**Tasks:**
**1)** Decide whether each statement below agrees with the Galilee article, answering yes or no and quoting the words that decide it: (a) David Levi sells his wares to the Arab sector across the Galilee; (b) the Galil School teaches grades K-12; (c) the Or Report placed blame only on the police.
**2)** Reproduce the Galilee article word for word from "David Levi is" up to and including "in the Galilee.".

**Document excerpt:**

══════

Local News

Roads and walls still divide the Galilee

By Joshua Rosenstein, Special to JTNews

This is the last in a series of life in Israel outside of the “hot zones” that we normally read about in the news, and focuses on life between Israelis and Arabs in the northern part of the Jewish State.

Yasmin Dekel has held several jobs where she worked with Arabs; picking apples on kibbutzim, or working in a hotel.

“Working relationships are where good relations develop,” she said. “It’s a realistic meeting place, when you work with people every day you have a basis to develop a relationship. Without it, it is not so realistic.”

David Levi is a toy salesman in his 50s. While he is based in the Krayot outside of Haifa, he sells his wares to the Arab sector across the Galilee.

“Doing business with Arabs is much better,” he says. “They’re up-front, not like lots of Jews who will string you along forever until they pay you. The Arabs have respect for me and I for them, I am like part of the household in Tamra [an Arab village].”

Levi is clear about discrimination in the Galilee.

“Of course Arabs are discriminated against in all arenas,” he said. “Everyone carries pain, of course things are unequal. I won’t lie. One time, I was in a village and a guy started yelling at me; he wanted his land back, Israel took his land. I took a piece of paper and a pen, I wrote out, ‘I, David Levi, hereby give you your land back, God bless you.’ and I gave it to him. I told him he should take it to the government and see what they said.”

Achmed, a fix-it guy in his 30s from Sachnin, does odd jobs and repair work in and around Carmiel. He says that many of the people that stopped coming to Sachnin to bank and shop after the riots are slowly returning.

“The quiet has returned to the area,” he says. “The police come and sit and drink coffee right here almost every morning. In Kaukab, things have returned to normal.”

A return to the status quo can be confusing, however. People long for quiet, for business to pick up, for the fear to fade. On the other hand, it has become increasingly clear that the longed-for “quiet” means oppression for 80 percent of the Galilee’s residents.

It took the government several years to produce the Or Report, which blamed Arab politicians for incitement in the riots that rocked this area at the beginning of the intifada four years ago, and the police for total incompetence. Several upper-level officers lost their jobs. The report also blamed the Israeli government for not carrying out any of the promises that had been made to the Arab sector.

Sarah David of Moshav Shorashim sends both of her children to a cross-cultural school in the Misgav region called the Galil School. Though the project has met with a great deal of trials and obstacles, it continues to provide bi-cultural education for grades K-6, to Jews and Arabs, in both Arabic and Hebrew. The riots of ‘00 were difficult for both the school and the parents.

“I think I was kidding myself that the Jews and Arabs could co-exist side by side in the Galilee,” said David. “My eyes were opened by the riots to the fact that Arab-Israelis are discriminated against; they don’t get a fair chance, no opportunity, their lands have been stolen. But just saying that is not true – every land dispute has complications. Some land was indeed bought and paid for, some was clearly stolen, and then what about the people that fled during the war of ‘48? Should they get their houses and lands back after abandoning them? These are hard, complex questions.”

“Part of the problem is racism, but part is also our politicians,” says Ganiy, of Sachnin. “Our politicians are lazy, they sit all day in the air conditioning, half the people in the villages don’t even pay taxes. And don’t forget with Sharon in charge, we wouldn’t get anything anyway. When Rabin was in office, we had sports teams, funding, my cousin was commissioned to build a municipality building. As soon as they killed Rabin, the funds dried up and for the past 10 years the building my cousin started has just sat there unfinished.”

══════

**Stored data:**
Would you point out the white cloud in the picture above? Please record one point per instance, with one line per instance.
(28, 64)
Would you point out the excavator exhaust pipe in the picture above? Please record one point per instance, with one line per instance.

══════

**Solutions by task:**
**1)**
(a) Yes: "he sells his wares to the Arab sector across the Galilee."
(b) No: "it continues to provide bi-cultural education for grades K-6"
(c) No: "which blamed Arab politicians for incitement in the riots that rocked this area at the beginning of the intifada four years ago, and the police for total incompetence."

**2)**
David Levi is a toy salesman in his 50s. While he is based in the Krayot outside of Haifa, he sells his wares to the Arab sector across the Galilee.

“Doing business with Arabs is much better,” he says. “They’re up-front, not like lots of Jews who will string you along forever until they pay you. The Arabs have respect for me and I for them, I am like part of the household in Tamra [an Arab village].”

Levi is clear about discrimination in the Galilee.